_DOCUMENT EXCERPT_.
- Theatrical release poster
- Directed by: Enzo Williams
- Written by: Enzo Williams
- Screenplay by: Enzo Williams; Carlo Obispo; Keiko Aquino;
- Story by: Enzo Williams
- Based on: Life of Andres Bonifacio
- Produced by: Rina Navarro; E.A. Rocha;
- Starring: Robin Padilla
- Narrated by: Eddie Garcia
- Cinematography: Carlo Mendoza
- Edited by: Benjamin Tolentino
- Music by: Von de Guzman
- Production companies: Philippians Productions; Tuko Film Productions; Buchi Boy Productions; RCP Productions;
- Distributed by: Solar Entertainment
- Release date: December 25, 2014;
- Running time: 100 minutes
- Country: Philippines
- Language: Filipino
- Box office: ₱10 million

= Bonifacio: Ang Unang Pangulo =

Bonifacio: Ang Unang Pangulo (lit. Bonifacio: The First President) is a 2014 Philippine historical action drama film centering on the life of Katipunan revolutionary Andres Bonifacio. It was an official entry to the 40th Metro Manila Film Festival.

==Plot==
The film begins with the execution of GOMBURZA in the aftermath of the 1872 Cavite Mutiny. On July 3, 1892, Dr. Jose Rizal establishes La Liga Filipina, a peaceful reform movement that aims to unite all Filipinos and give them one voice. One of its members is Andres Bonifacio, who is currently supporting his siblings, as both their parents died due to illness. Rizal is later arrested after the Spanish authorities uncover the organization. Bonifacio then decides to form the Katipunan to lead a revolution against the Spanish colonizers.

_INSTRUCTIONS FOR THE TASK_. Copy the film article between "Bonifacio: Ang Unang Pangulo (lit." and "Manila Film Festival.", inclusive, swapping "Metro Manila Film Festival" for "Cinemalaya Film Festival". The lines that come next are separate material, not part of the film article.

_EXERCISE DATA_.
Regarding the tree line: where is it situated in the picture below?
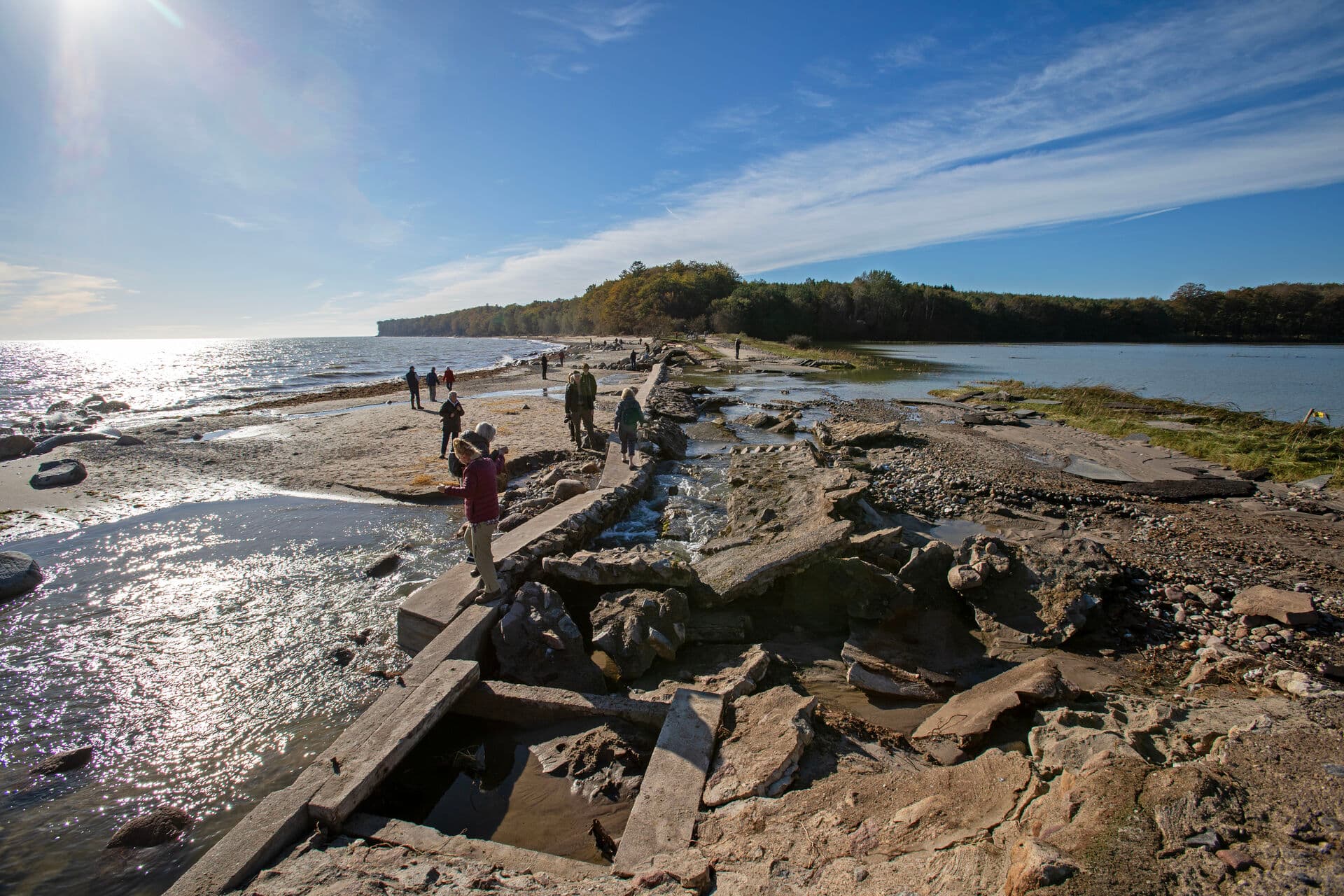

_ANSWER SPACE_.
Bonifacio: Ang Unang Pangulo (lit. Bonifacio: The First President) is a 2014 Philippine historical action drama film centering on the life of Katipunan revolutionary Andres Bonifacio. It was an official entry to the 40th Cinemalaya Film Festival.